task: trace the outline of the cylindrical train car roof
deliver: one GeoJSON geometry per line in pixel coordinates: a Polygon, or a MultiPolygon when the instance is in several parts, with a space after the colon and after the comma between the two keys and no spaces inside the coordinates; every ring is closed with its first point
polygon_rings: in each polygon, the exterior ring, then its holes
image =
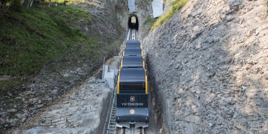
{"type": "Polygon", "coordinates": [[[145,74],[144,68],[123,68],[120,70],[119,89],[145,89],[145,74]]]}
{"type": "Polygon", "coordinates": [[[142,68],[143,57],[141,56],[125,56],[123,57],[122,67],[142,68]]]}
{"type": "Polygon", "coordinates": [[[142,56],[141,48],[127,48],[124,49],[124,56],[142,56]]]}
{"type": "Polygon", "coordinates": [[[139,40],[127,40],[125,47],[141,47],[139,40]]]}

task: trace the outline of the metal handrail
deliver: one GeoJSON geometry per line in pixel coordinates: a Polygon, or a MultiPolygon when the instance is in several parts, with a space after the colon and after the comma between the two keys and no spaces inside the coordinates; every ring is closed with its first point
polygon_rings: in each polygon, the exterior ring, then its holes
{"type": "Polygon", "coordinates": [[[102,80],[103,80],[103,78],[104,77],[105,62],[105,57],[104,57],[104,58],[103,59],[103,67],[102,68],[102,80]]]}
{"type": "MultiPolygon", "coordinates": [[[[117,69],[117,67],[116,66],[116,65],[115,65],[115,70],[116,69],[117,69]]],[[[109,123],[108,122],[108,119],[110,117],[110,112],[111,113],[112,111],[110,110],[111,108],[112,108],[113,107],[113,100],[114,99],[113,99],[114,98],[114,96],[115,96],[116,93],[116,86],[117,84],[117,73],[114,73],[114,77],[115,77],[115,79],[114,80],[114,82],[113,84],[113,92],[112,93],[112,95],[111,96],[111,99],[110,101],[110,103],[109,104],[109,109],[108,109],[108,112],[107,113],[107,116],[106,117],[106,120],[105,121],[105,124],[104,124],[104,127],[103,128],[103,134],[105,134],[106,133],[105,132],[106,132],[108,130],[108,127],[109,126],[109,124],[108,124],[108,126],[107,126],[107,123],[109,123]]],[[[110,120],[110,119],[109,119],[110,120]]]]}

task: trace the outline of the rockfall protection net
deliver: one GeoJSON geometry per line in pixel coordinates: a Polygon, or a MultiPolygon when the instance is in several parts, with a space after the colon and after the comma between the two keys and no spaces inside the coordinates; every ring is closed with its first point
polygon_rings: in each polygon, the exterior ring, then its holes
{"type": "Polygon", "coordinates": [[[154,0],[152,2],[154,18],[160,16],[163,14],[163,0],[154,0]]]}
{"type": "Polygon", "coordinates": [[[129,13],[134,12],[136,11],[135,9],[135,0],[127,0],[128,8],[129,9],[129,13]]]}

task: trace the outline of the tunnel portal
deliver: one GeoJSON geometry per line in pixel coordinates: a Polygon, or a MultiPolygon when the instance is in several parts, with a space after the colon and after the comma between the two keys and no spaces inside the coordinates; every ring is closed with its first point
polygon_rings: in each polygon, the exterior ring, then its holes
{"type": "Polygon", "coordinates": [[[128,20],[128,28],[135,28],[137,30],[139,29],[139,21],[138,18],[133,16],[130,17],[128,20]]]}

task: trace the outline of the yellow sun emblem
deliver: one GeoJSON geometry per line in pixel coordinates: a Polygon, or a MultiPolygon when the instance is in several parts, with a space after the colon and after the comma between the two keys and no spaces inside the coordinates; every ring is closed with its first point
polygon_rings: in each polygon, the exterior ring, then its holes
{"type": "Polygon", "coordinates": [[[134,114],[135,113],[135,110],[134,109],[131,109],[129,111],[129,113],[131,114],[134,114]]]}

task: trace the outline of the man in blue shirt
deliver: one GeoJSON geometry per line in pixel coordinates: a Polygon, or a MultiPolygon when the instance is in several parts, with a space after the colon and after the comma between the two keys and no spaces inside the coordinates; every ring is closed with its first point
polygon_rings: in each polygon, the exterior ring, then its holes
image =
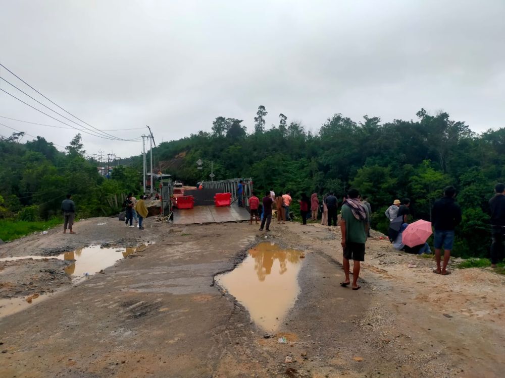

......

Exercise objective »
Please convert the whole listing above into a numbered list with one line per entry. Skip the blank lines and leave out the pictures.

Written solution »
1. task: trace the outline of the cylindrical train car roof
2. deliver: one GeoJSON geometry per line in pixel coordinates: a Polygon, or a MultiPolygon when the instance is in several parts, with a space after the colon and after the comma between the two keys and no spaces inside the coordinates; every ring is closed with its first point
3. polygon_rings: in each polygon, the exterior ring, then its holes
4. image =
5. {"type": "Polygon", "coordinates": [[[145,74],[144,68],[123,68],[120,70],[119,89],[145,89],[145,74]]]}
6. {"type": "Polygon", "coordinates": [[[142,68],[143,57],[141,56],[125,56],[123,57],[122,67],[142,68]]]}
7. {"type": "Polygon", "coordinates": [[[142,56],[141,48],[127,48],[124,49],[124,56],[142,56]]]}
8. {"type": "Polygon", "coordinates": [[[139,40],[127,40],[125,47],[141,47],[139,40]]]}
9. task: trace the outline of the metal handrail
10. deliver: one GeoJSON geometry per line in pixel coordinates: a Polygon, or a MultiPolygon when the instance is in several parts, with a space after the colon and after the comma between the two keys and no spaces inside the coordinates; every ring is closed with its first point
11. polygon_rings: in each polygon, the exterior ring, then its holes
12. {"type": "Polygon", "coordinates": [[[102,80],[103,80],[103,78],[104,77],[105,62],[105,57],[104,57],[104,58],[103,59],[103,67],[102,68],[102,80]]]}
13. {"type": "MultiPolygon", "coordinates": [[[[117,69],[117,67],[116,66],[116,65],[115,65],[115,70],[116,69],[117,69]]],[[[109,123],[108,122],[108,119],[110,117],[110,112],[111,113],[112,111],[110,110],[111,108],[112,108],[113,107],[113,100],[114,99],[113,99],[114,98],[114,96],[115,96],[116,93],[116,86],[117,84],[117,73],[114,73],[114,77],[115,77],[115,79],[114,80],[114,82],[113,84],[113,92],[112,93],[112,95],[111,96],[111,99],[110,101],[110,103],[109,104],[109,109],[108,109],[108,112],[107,113],[107,116],[106,117],[106,120],[105,121],[105,124],[104,124],[104,127],[103,128],[103,134],[105,134],[106,133],[105,132],[106,132],[108,130],[108,127],[109,126],[109,124],[108,124],[108,126],[107,126],[107,123],[109,123]]],[[[110,120],[110,119],[109,119],[110,120]]]]}
14. task: trace the outline of the rockfall protection net
15. deliver: one GeoJSON geometry per line in pixel coordinates: a Polygon, or a MultiPolygon when the instance is in several parts, with a space after the colon and after the comma between the two keys and no spaces inside the coordinates; every ring is closed with its first point
16. polygon_rings: in each polygon, the exterior ring, then its holes
17. {"type": "Polygon", "coordinates": [[[154,0],[152,2],[154,18],[160,16],[163,14],[163,0],[154,0]]]}
18. {"type": "Polygon", "coordinates": [[[129,13],[134,12],[136,11],[135,9],[135,0],[127,0],[128,8],[129,9],[129,13]]]}
19. task: trace the outline of the tunnel portal
20. deliver: one GeoJSON geometry per line in pixel coordinates: a Polygon, or a MultiPolygon when the instance is in several parts, with a space after the colon and after the comma between the two keys and no spaces inside the coordinates; every ring is closed with its first point
21. polygon_rings: in each polygon, the exterior ring, then its holes
22. {"type": "Polygon", "coordinates": [[[128,20],[128,28],[135,28],[137,30],[139,29],[139,21],[138,18],[133,16],[130,17],[128,20]]]}
23. task: trace the outline of the yellow sun emblem
24. deliver: one GeoJSON geometry per line in pixel coordinates: a Polygon, or a MultiPolygon when the instance is in several parts, with a space after the colon and after the comma between the two keys and no spaces inside the coordinates; every ring is closed with its first point
25. polygon_rings: in each polygon, the exterior ring, then its holes
26. {"type": "Polygon", "coordinates": [[[134,114],[135,113],[135,110],[134,109],[131,109],[129,111],[129,113],[131,114],[134,114]]]}
27. task: trace the outline of the man in blue shirt
28. deliver: one GeoJSON geometry per line in pixel coordinates: a Polygon, or a MultiPolygon when the instance is in several parts, with a space after the colon and after the comma between the two keys and no spaces inside the coordinates; every ring is closed with its first point
29. polygon_rings: in each polygon, the exterior ring, then its holes
30. image =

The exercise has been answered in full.